• Text excerpt:

>>>>

Little one Loves this ickle tank, Spends ages staring at it and trying to kiss the fish.


----------



## Gill (23 Apr 2011)

*Re: Little Cave - TMC Aquagrow*


----------



## Gill (29 Apr 2011)

*Re: Little Cave - TMC Aquagrow*

Nothing much to add the last few days have been about adjusting the flow to the back chamber and getting that right. 
Not sure if i have missed something in the setting up, but the level in the return chamber does not rise above the pump. I tried to remove the actual return pump but could not get it out to see if there is a switch to increase flow. I have tilted the tank by about 20 degrees to increase the angle at the back of the tank to increase the amount of flow thru the weir. And this has had no effect on the level of the water in the return chamber. A Bit stuck now, as do not want the pump to run dry. 

I must have missed something but cannot think what. 
In the Filter chamber I have from bottom up:
The smaller black foam that came with the tank
Filter floss and medium from the "Marri" filter
A green scrubber pad
Some more Filter Floss
Left over Moss and Shredded Marimo Balls. 


Little one still spends ages staring into it and trying to Kiss the fish thru the glass. He has stopped trying to put his fingers into it and sits/stands in front of it now.


----------



## mdhardy01 (29 Apr 2011)

*Little Cave - TMC Aquagrow*

Hi gill
I have one of these tanks as well and the water level in the return chamber is at the same level as the tank
How deep is the substrate at the back as there are small slits about quarter way up the back on the lefthand side as you look at the tank
Could these be blocked?
Also could the floss be reducing the flow through the back chamber ?
Could the gap at the bottom of the filter chamber between the media and pump chamber be blocked?
I think the first thing I would try is to remove all filter medium and see if it fills without media 
Just my thoughts
Matt


Sent from my iPhone using Tapatalk


----------



## Gill (29 Apr 2011)

*Re: Little Cave - TMC Aquagrow*



			
				mdhardy01 said:
			
		

> Hi gill
> I have one of these tanks as well and the water level in the return chamber is at the same level as the tank
> How deep is the substrate at the back as there are small slits about quarter way up the back on the lefthand side as you look at the tank
> Could these be blocked?
> ...

<<<<

• Dataset excerpts:
>>>>

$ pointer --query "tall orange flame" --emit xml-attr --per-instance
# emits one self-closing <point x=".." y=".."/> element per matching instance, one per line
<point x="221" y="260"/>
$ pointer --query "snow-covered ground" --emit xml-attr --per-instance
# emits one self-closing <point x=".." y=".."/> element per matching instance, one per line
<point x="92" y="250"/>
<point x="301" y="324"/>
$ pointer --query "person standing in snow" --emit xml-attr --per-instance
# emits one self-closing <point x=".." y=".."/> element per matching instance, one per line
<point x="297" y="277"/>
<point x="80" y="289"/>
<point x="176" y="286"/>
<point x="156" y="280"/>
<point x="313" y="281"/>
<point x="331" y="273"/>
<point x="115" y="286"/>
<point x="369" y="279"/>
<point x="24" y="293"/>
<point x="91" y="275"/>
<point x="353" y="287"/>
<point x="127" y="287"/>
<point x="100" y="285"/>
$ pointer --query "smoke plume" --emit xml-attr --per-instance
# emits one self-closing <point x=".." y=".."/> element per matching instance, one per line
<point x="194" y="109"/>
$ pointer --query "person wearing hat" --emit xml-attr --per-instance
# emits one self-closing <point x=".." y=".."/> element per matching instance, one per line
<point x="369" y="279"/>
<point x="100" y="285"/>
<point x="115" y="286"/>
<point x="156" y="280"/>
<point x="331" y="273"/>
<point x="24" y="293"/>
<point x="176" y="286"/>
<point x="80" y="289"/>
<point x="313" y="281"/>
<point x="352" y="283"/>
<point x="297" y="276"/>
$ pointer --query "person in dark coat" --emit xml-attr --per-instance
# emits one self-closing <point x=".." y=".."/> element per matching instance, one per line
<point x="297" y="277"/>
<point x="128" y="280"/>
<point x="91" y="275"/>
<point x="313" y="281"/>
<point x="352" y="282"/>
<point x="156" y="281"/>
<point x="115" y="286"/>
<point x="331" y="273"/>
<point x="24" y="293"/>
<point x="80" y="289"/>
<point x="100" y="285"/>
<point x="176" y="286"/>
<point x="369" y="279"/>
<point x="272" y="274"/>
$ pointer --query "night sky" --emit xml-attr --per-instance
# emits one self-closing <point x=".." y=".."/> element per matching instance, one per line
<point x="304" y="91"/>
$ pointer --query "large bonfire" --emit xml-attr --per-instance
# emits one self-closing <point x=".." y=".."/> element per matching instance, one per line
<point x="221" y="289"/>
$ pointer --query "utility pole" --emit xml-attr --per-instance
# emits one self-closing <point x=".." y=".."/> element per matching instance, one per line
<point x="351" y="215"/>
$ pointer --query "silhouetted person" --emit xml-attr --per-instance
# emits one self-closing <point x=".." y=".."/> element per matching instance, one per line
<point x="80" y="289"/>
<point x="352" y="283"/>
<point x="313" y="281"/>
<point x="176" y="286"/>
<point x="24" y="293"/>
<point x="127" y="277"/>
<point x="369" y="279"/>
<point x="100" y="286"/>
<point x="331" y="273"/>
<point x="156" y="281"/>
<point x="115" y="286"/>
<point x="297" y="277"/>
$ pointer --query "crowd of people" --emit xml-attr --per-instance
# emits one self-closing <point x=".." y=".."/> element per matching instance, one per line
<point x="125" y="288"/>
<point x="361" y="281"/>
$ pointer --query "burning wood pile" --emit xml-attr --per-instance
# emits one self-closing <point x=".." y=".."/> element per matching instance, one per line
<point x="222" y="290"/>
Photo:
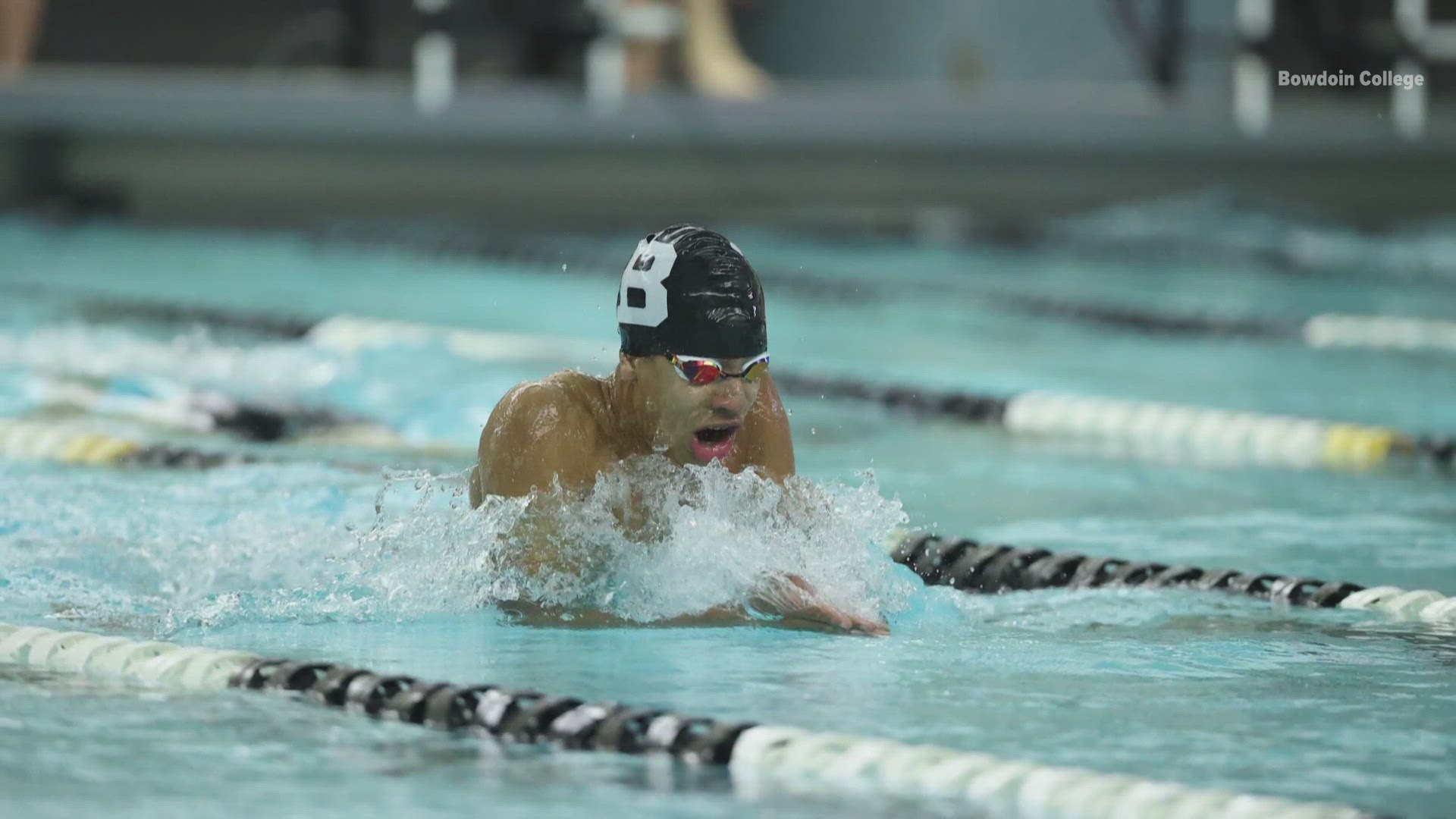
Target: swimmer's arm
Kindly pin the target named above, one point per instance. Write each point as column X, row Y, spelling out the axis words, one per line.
column 535, row 441
column 767, row 442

<<<<

• Written tasks:
1. In the forum thread about the TMC Aquagrow tank, what sits at the bottom of the filter chamber?
2. Carry the forum thread about the Little Cave TMC Aquagrow tank onward from its final line.

• Answers in order:
1. The smaller black foam that came with the tank.

2.
I must have blocked something then, will take a look at it tommorrow when back from the BBQ


----------



## Gill (1 May 2011)

*Re: Little Cave - TMC Aquagrow*

gonna take it apart and rescape, as some lovely peices were acquired yesterday at the meet.


----------



## Gill (1 May 2011)

*Re: Little Cave*

Tejas has been helping me this morning, he has a small ladle and is trying to scoop out the fish/plants.


----------



## Gill (8 May 2011)

*Re: Little Cave*

Rescaped the tank last week, but still not quite happy with it. Used a Very Nice peice of sumatra root tangle. Looks very nice under the right lighting to show the redness of it. Covered it in Anubias Nana Petite and moss that Matt gave me .
The plants that daniel gave me have not taken to the tank well, they have been removed and are in the FW Fairy Shrimp(USA ebay) tank for now. 

Thinking of taking out all the marimo balls and trying a HC Carpet again with Co2. 

Changed the fish round more, Took out all the BCL's and left the Platties and Shrimp. Will be adding some more sulawesi shrimp when i can afford them. 


Thinking of making a wabi, as seen some VV Nice Bowls in TheRange, but will keep an eye out for some more Bowls @ the Car Boot (like the one's i gave to Matt and Steve @ the meet)


----------



## Gill (8 May 2011)

*Re: Little Cave*

Set up the Co2 again and Replanted the HC. Found a bulb of something in with some java Moss in another Bowl. Planted this to see what it becomes. 
Pix in the morrow' as still a little cloudy


----------



## Gill (11 May 2011)

*Re: Little Cave*

Trying something out, Have added an Airstone set on high(Haliea Piston) into the Return Chamber. 
Thinking it will increase the amount of water being pulled thru the filter chamber. 

So far 2 hours later - have noticed and improved flow from the weir


----------



## Steve Smith (11 May 2011)

*Re: Little Cave*

Glad you got it working a little better!   Any updated pics?


----------



## Gill (11 May 2011)

*Re: Little Cave*



			
				SteveUK said:
			
		

> Glad you got it working a little better!   Any updated pics?



yep will take some soon, but knowing me it wil be torn down when i find a wabi bowl. One that is good enough for what i am planning. Scouring ebay for the right plants ATM, plus tesco, as some of the plants they sell are semi aquatic.


----------



## Gill (12 May 2011)

*Re: Little Cave*

Just after i set it up





Added Sumatra Wood







Today after adding plants to be used for the wabi


----------



## Gill (13 May 2011)

*Re: Little Cave*

Felt like treating myself today, so this afternoon I went and purchased 2 lovely Ottos that have been in hardwater for 2 Months. So know they will be ok. Also Bought a new male dwarf sailfin for my Female Dwarf Plattie.


----------



## Gill (13 May 2011)

*Re: Little Cave*

Ottos have settled in great, been munching on the HC and spirulina tab


To acclimate them slowly. I used a Water bottle and cut a few small holes in the bottom. Allows water to enter the bottle slowly and acclimate without and need to disturb the fish. Sank to the bottom of the tank and then i lifted it out.


----------



## Gill (23 Jun 2011)

*Re: Little Cave/Jungle*

Nothing Really To Update. 
Changed the Scape to a minimal Look with 1 Piece of Bogwood and River Pebbles.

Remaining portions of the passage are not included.